YOUR GOAL:
Copy the records below from the line containing "Each instance receives one keypoint. Annotate the wet yellow" through the end of the records, requests included. Multiply every coordinate in the answers by 2.15 and round to whole numbers, with halves going up.

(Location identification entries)
------------------------------------------------------------

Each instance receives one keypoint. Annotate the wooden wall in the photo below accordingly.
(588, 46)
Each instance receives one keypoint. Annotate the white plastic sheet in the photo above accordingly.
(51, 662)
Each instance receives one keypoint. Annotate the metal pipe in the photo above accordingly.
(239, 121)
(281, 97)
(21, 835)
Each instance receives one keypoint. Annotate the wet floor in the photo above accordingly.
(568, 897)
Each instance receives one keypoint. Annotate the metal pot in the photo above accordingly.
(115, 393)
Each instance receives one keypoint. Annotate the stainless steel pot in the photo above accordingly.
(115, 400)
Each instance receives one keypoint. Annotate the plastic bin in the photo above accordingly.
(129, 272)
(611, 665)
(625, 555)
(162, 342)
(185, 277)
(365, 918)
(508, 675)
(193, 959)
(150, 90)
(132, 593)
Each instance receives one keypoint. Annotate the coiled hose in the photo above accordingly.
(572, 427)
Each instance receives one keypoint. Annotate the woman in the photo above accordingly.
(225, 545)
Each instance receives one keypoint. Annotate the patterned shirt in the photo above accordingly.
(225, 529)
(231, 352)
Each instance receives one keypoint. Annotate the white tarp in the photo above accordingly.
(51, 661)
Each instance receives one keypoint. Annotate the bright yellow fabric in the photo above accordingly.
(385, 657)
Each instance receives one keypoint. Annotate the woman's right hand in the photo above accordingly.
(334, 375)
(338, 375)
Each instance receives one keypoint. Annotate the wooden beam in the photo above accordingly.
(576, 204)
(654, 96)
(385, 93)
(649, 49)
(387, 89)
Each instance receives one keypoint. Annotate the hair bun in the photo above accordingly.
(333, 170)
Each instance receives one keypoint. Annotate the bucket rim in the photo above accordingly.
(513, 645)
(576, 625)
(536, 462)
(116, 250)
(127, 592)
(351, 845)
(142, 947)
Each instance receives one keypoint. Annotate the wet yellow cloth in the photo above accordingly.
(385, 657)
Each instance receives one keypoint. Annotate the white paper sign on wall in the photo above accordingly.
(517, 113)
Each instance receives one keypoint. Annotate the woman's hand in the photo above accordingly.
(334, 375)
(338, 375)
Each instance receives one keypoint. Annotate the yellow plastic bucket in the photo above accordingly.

------------------------------------------------------------

REPLY:
Each instance receives one keypoint. Annotate the wet yellow cloth in the photo above accordingly.
(828, 1413)
Each instance receives one keypoint. Annotate the white paper sign on wall in the photo above accordingly.
(1112, 243)
Each instance receives one keypoint. Annotate the woman's hand in the photo above accordingly.
(718, 806)
(727, 806)
Each instance receives one keypoint. Annotate the yellow plastic bucket in the photo above accordingly.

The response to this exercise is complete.